Do this:
Exactly reproduce the lines from the one holding "background in the photo above." through the final line of the listing below, with both ends included and nothing else.

(Records excerpted from a collection)
::::

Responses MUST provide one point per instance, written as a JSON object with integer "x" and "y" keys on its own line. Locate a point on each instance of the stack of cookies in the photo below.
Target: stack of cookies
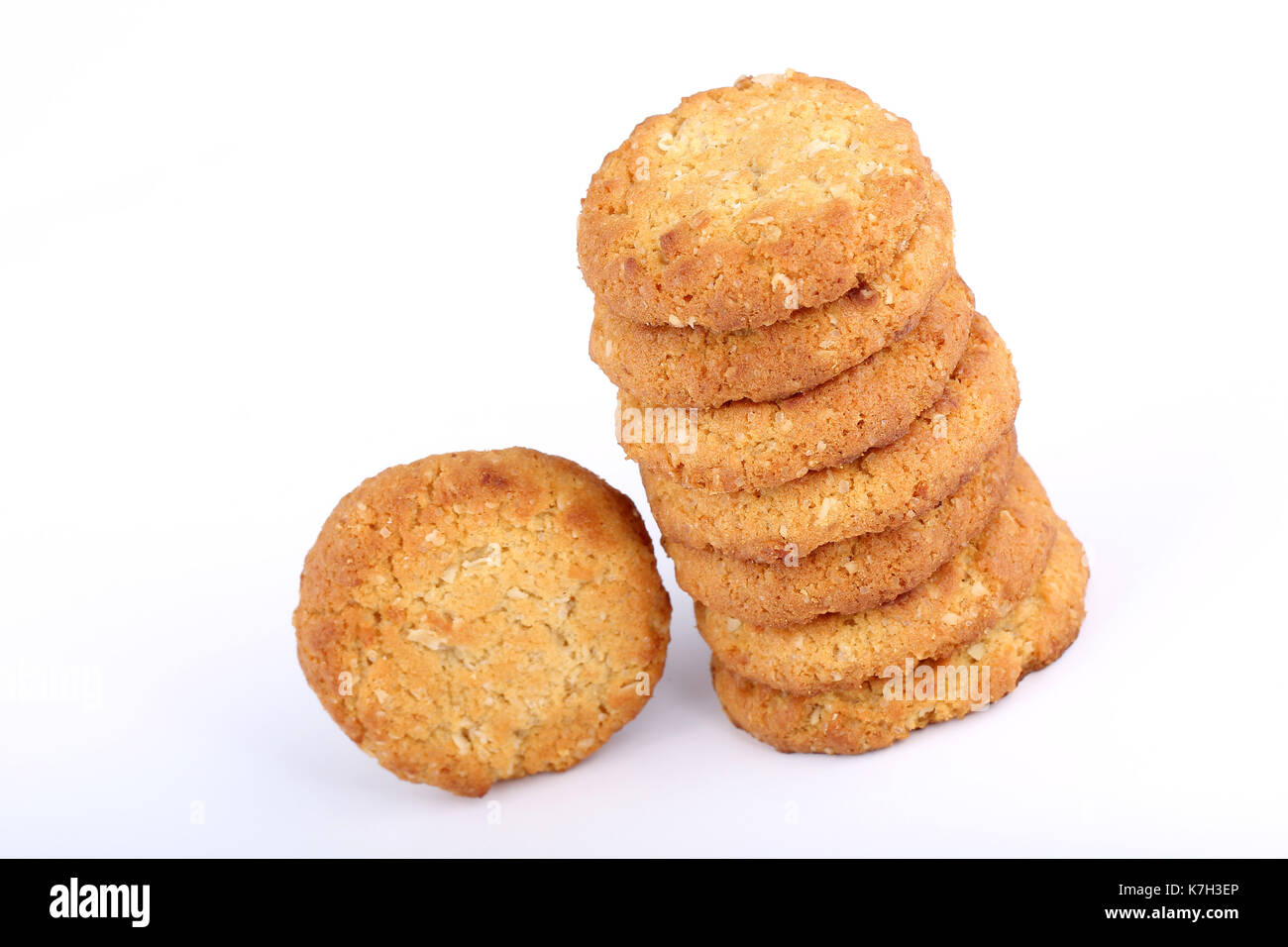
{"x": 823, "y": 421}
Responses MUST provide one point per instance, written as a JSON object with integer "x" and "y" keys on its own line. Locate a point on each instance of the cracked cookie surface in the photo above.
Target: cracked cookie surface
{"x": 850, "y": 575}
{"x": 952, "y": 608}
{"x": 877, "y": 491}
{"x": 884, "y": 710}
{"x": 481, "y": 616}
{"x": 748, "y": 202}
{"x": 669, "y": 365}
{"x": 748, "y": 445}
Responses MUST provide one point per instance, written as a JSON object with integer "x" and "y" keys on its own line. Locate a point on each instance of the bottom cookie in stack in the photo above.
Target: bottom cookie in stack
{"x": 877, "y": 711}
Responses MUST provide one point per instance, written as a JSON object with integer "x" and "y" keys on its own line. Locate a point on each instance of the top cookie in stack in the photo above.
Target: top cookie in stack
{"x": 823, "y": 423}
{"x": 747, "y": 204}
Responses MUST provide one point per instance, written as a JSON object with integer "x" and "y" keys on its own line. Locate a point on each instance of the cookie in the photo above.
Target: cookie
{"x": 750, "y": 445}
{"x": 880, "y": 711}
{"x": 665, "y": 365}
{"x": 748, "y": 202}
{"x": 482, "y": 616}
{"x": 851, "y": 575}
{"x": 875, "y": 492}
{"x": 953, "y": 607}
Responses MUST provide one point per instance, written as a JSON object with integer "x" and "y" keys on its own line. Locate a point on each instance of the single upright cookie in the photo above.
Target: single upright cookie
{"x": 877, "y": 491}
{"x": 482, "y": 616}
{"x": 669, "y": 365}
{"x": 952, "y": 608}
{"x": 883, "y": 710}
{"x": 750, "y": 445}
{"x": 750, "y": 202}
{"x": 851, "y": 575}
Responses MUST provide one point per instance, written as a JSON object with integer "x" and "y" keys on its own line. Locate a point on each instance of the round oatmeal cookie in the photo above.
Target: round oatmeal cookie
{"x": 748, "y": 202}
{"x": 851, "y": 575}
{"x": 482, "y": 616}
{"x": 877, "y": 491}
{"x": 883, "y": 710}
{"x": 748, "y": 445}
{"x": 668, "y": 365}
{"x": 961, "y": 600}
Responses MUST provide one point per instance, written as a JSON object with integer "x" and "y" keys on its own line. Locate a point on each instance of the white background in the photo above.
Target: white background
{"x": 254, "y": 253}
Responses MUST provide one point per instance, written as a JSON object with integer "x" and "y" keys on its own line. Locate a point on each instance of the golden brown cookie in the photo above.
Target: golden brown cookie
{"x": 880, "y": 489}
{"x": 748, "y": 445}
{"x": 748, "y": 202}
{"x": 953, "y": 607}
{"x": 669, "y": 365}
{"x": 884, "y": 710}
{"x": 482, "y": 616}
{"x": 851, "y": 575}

::::

The response:
Responses MUST provide one point per instance, written as a JSON object with integer "x" and "y" keys on its own line. Locate a point on each instance of the white background in the photo above.
Target: white background
{"x": 254, "y": 253}
Responses MUST provide one point per instance, written as a JSON object with integer "x" and "y" keys on its own line. Locate a point on each instance of the golden brown cookie in the photo above.
Target: golden brown cookie
{"x": 880, "y": 489}
{"x": 748, "y": 445}
{"x": 748, "y": 202}
{"x": 953, "y": 607}
{"x": 669, "y": 365}
{"x": 884, "y": 710}
{"x": 482, "y": 616}
{"x": 851, "y": 575}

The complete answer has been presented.